_TASK PROMPT_: Return every line below as is, leaving out the pictures.

|---|

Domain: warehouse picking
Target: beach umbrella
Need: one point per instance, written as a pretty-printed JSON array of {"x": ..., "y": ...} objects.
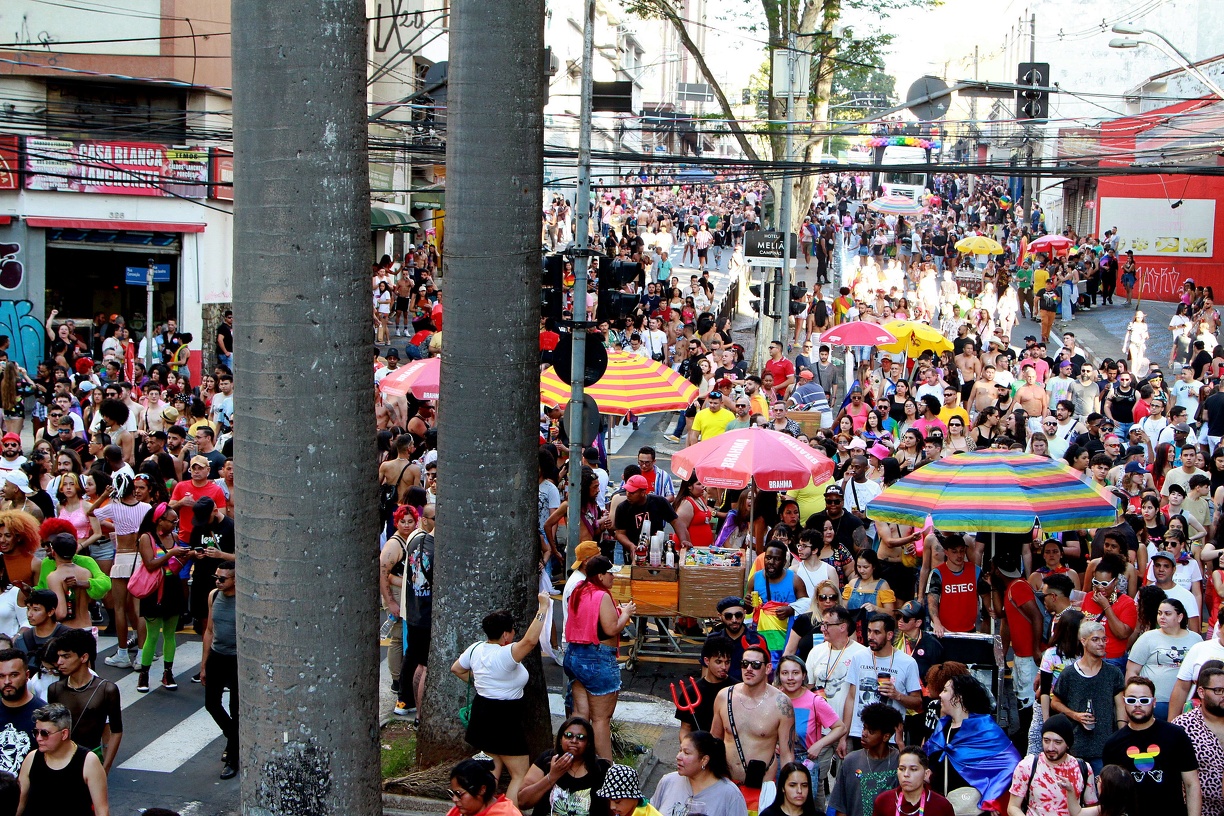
[
  {"x": 771, "y": 460},
  {"x": 630, "y": 384},
  {"x": 994, "y": 491},
  {"x": 978, "y": 245},
  {"x": 420, "y": 377}
]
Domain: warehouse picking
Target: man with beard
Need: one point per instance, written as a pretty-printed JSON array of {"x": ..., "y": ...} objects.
[
  {"x": 16, "y": 712},
  {"x": 1157, "y": 755},
  {"x": 1205, "y": 726},
  {"x": 1041, "y": 786}
]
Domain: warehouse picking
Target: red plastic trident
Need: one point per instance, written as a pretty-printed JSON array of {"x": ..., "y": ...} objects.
[{"x": 689, "y": 704}]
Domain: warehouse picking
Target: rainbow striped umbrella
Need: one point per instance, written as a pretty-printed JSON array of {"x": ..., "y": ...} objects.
[
  {"x": 630, "y": 383},
  {"x": 994, "y": 491}
]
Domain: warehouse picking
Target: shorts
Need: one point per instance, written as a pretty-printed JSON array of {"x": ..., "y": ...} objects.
[
  {"x": 103, "y": 549},
  {"x": 595, "y": 667},
  {"x": 124, "y": 565}
]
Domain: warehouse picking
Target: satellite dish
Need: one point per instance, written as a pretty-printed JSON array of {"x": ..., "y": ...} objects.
[{"x": 933, "y": 109}]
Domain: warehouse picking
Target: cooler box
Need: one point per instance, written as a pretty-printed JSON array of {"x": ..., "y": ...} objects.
[{"x": 701, "y": 587}]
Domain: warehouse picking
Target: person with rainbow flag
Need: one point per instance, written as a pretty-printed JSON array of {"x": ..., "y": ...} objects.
[{"x": 776, "y": 592}]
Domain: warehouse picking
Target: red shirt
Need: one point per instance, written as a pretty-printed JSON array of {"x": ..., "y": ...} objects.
[
  {"x": 1020, "y": 592},
  {"x": 185, "y": 514},
  {"x": 1124, "y": 607},
  {"x": 781, "y": 368}
]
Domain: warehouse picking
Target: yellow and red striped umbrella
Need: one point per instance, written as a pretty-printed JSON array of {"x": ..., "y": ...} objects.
[{"x": 630, "y": 383}]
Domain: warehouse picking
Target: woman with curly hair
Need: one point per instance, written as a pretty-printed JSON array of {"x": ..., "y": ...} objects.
[{"x": 18, "y": 543}]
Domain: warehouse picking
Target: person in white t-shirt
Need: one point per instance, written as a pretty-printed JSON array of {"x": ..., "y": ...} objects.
[{"x": 497, "y": 723}]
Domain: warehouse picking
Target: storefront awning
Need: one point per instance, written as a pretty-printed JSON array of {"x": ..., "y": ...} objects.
[
  {"x": 109, "y": 224},
  {"x": 392, "y": 220}
]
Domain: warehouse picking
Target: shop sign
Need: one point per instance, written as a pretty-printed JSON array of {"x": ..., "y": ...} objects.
[
  {"x": 9, "y": 166},
  {"x": 116, "y": 168}
]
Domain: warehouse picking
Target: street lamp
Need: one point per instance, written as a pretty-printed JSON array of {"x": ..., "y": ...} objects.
[{"x": 1164, "y": 47}]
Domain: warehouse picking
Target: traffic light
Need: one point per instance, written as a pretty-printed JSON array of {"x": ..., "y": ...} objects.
[
  {"x": 755, "y": 300},
  {"x": 613, "y": 302},
  {"x": 551, "y": 293},
  {"x": 1033, "y": 103}
]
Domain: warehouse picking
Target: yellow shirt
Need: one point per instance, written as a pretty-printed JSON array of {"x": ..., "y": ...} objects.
[
  {"x": 709, "y": 425},
  {"x": 810, "y": 498},
  {"x": 1039, "y": 278}
]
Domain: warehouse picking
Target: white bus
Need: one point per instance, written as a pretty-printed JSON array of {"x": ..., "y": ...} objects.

|---|

_THE REPLY_:
Domain: warehouse picking
Target: beach umbrella
Need: one point per instance, written as a pretty-printed JSON array of {"x": ..., "y": ...} objects.
[
  {"x": 771, "y": 460},
  {"x": 630, "y": 384},
  {"x": 994, "y": 491},
  {"x": 978, "y": 245},
  {"x": 420, "y": 377}
]
Domain: warehouse picking
Target: man with beard
Need: one point per instance, written as a pretty-printed JSON array of {"x": ..., "y": ...} objects.
[
  {"x": 16, "y": 712},
  {"x": 1157, "y": 755},
  {"x": 1205, "y": 726},
  {"x": 1041, "y": 786}
]
Domain: warehouse picking
Target: red plastic trident
Need: one point per instance, written as a pretty-printed JSON array of {"x": ..., "y": ...} objects.
[{"x": 689, "y": 704}]
Domain: warehouse picking
Target: rainbow striped umbrella
Need: one point per instance, written as a pretty-printed JSON array of {"x": ..., "y": ...} objects.
[
  {"x": 630, "y": 383},
  {"x": 994, "y": 491}
]
Domain: warehouse picking
Target: shorts
Need: one point per instance, written as a pretty-printed JSON array of {"x": ..., "y": ...} objects.
[
  {"x": 103, "y": 549},
  {"x": 595, "y": 667},
  {"x": 124, "y": 565}
]
Domain: warehouse picking
Target: satellite dish
Need: one point per instance, written as a pretty-printed JSON array of {"x": ..., "y": ...} objects.
[{"x": 933, "y": 109}]
Domain: warehouse picking
Target: cooler box
Need: one point per instance, written as a pretty-printed JSON array of {"x": ..., "y": ...} objects.
[{"x": 701, "y": 587}]
Domain: warehouse picking
Target: person with rainbow flag
Need: one point per instance, written as a pretty-printed JSON array of {"x": ..., "y": ...} objects.
[{"x": 776, "y": 592}]
Domain: warehouse picking
Target: red shirt
Need: one point per instance, written as a pretty-printed JSON array of {"x": ..., "y": ...} objects.
[
  {"x": 1020, "y": 592},
  {"x": 185, "y": 514},
  {"x": 1124, "y": 607},
  {"x": 781, "y": 368}
]
Domain: warehouse picking
Target: yellow and red striped umbrella
Need: one point per instance, written as a pretty-printed JSON array of {"x": ..., "y": ...} objects.
[{"x": 630, "y": 383}]
Domain: warehouse picking
Target: woman with curly hair
Need: one point per instance, written as a pretty-printed JSON array of {"x": ..., "y": ...} objects.
[{"x": 18, "y": 543}]
Domain: warehouse picking
Target: person in white t-shirt
Need: one point per instance, written as a pretty-printed JSON array of {"x": ..., "y": ...} objects.
[{"x": 497, "y": 723}]
Domain: warehouse picking
Target: storefront awning
Need: one point per instance, written as a pretty-printed JSON array of {"x": ..., "y": ...} objects.
[
  {"x": 109, "y": 224},
  {"x": 392, "y": 220}
]
Domain: warehouse picking
Target: shop sign
Need: one point per instance, written as a pretty-printed JSON array of {"x": ..., "y": ...} objects.
[
  {"x": 9, "y": 166},
  {"x": 116, "y": 168}
]
Domain: warehouse picking
Target: street lamp
Need: one point per instance, written as a pretty-printed JSON array of {"x": ..., "y": ...} objects.
[{"x": 1164, "y": 47}]
Domain: warehouse picking
Target: traffic light
Need: one point per instance, written as a pretty-printed JSON array of {"x": ..., "y": ...} objects.
[
  {"x": 755, "y": 300},
  {"x": 613, "y": 302},
  {"x": 551, "y": 293},
  {"x": 1033, "y": 103}
]
Domain: warehouse picking
Target: yellow shirt
Need: one point per instance, written as a pretty-printed JSON array of {"x": ..., "y": ...} objects.
[
  {"x": 709, "y": 425},
  {"x": 810, "y": 498},
  {"x": 1039, "y": 278}
]
Domain: warehouse picking
Target: white bus
Need: one point per instance, written as a pretty-printed JSON array of {"x": ..., "y": ...} objects.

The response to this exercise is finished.